DATASET:
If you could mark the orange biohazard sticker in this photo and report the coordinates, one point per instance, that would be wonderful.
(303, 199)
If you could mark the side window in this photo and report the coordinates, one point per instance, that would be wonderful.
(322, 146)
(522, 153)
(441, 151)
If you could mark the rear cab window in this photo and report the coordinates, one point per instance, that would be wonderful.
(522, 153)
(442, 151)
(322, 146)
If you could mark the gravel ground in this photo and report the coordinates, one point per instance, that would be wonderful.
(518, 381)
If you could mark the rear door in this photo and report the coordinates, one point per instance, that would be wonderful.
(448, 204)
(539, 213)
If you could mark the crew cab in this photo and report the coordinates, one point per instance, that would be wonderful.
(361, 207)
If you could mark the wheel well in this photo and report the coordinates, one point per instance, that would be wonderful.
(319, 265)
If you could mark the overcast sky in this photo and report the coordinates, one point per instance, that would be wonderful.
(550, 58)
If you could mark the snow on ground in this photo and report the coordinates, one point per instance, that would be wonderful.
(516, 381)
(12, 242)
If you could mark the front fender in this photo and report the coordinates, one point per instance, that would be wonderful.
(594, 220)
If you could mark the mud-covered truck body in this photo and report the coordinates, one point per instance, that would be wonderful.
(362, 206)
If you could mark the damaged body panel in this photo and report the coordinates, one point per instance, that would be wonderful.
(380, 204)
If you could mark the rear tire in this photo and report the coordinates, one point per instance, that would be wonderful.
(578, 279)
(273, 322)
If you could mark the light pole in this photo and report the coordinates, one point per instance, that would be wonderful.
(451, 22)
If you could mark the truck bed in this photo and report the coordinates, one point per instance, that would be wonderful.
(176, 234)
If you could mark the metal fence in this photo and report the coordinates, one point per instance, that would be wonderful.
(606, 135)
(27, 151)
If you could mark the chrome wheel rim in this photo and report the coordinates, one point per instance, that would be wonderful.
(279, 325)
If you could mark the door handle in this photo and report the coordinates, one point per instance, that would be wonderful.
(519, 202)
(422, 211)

GIVEN EXERCISE: Copy out all of the data above, changing each occurrence of "one point per instance" to "a single point for each instance" and leaving every other word unchanged.

PROBLEM SOLUTION:
If you could mark the orange biohazard sticker in this photo and report the coordinates, a single point for each instance, that would be wonderful.
(303, 199)
If you could mark the side window in this photo and report the coordinates, a single point for each instance, that would be wonderful.
(322, 146)
(522, 153)
(441, 151)
If you could mark the rear cab window in this photo and report the coordinates, a single point for each instance, that would be wonderful.
(522, 153)
(442, 151)
(322, 146)
If you could mark the gravel ground in this photo and report the coordinates, a single point for each instance, that would be wonderful.
(518, 381)
If you could mark the rear door in this photo and report the coordinates, a single point for each instance, that would be wonderful.
(448, 204)
(539, 213)
If you could mark the crew cab in this photo and report the coordinates, a single point for each instance, that would be wonderful.
(361, 207)
If you could mark the wheel well in this photo and report the coordinates, a single point for each instance, that would be wonderful.
(319, 265)
If you could mark the overcast sky in this photo and report the coordinates, a single point for each instance, that would be wonderful.
(550, 58)
If you could mark the snow on ground in this photo and report the coordinates, a single point for each instance, that would be wonderful.
(516, 381)
(12, 242)
If you could mark the front fender in this photo and report the coordinates, a single point for each instance, that would be wonderful.
(594, 220)
If you could mark the mud-covered truck body in this photo and report the coordinates, a single point for each instance, that would be wonderful.
(362, 206)
If you could mark the damaged body panel in this photo and report the coordinates, a single point for each instance, that would be wonderful.
(380, 204)
If you could mark the rear tire in this photo and report the coordinates, a single point for each instance, that would be wonderful.
(578, 279)
(273, 322)
If you could mark the light pole in this photo and report the coordinates, a single point for each instance, that would be wonderful.
(451, 22)
If you could mark the truck bed in this photo and report the coordinates, a single point for each instance, that would be wonderful.
(176, 234)
If you could mark the metal fence in this photo and report the coordinates, a single point for each instance, that would be wonderful.
(606, 135)
(27, 151)
If you could mark the chrome wheel rim in this photo and report the coordinates, a single point for each instance, that would be wonderful.
(279, 325)
If you could mark the door handle in this photo and report the coordinates, a single point for each instance, that would be wonderful.
(519, 202)
(422, 211)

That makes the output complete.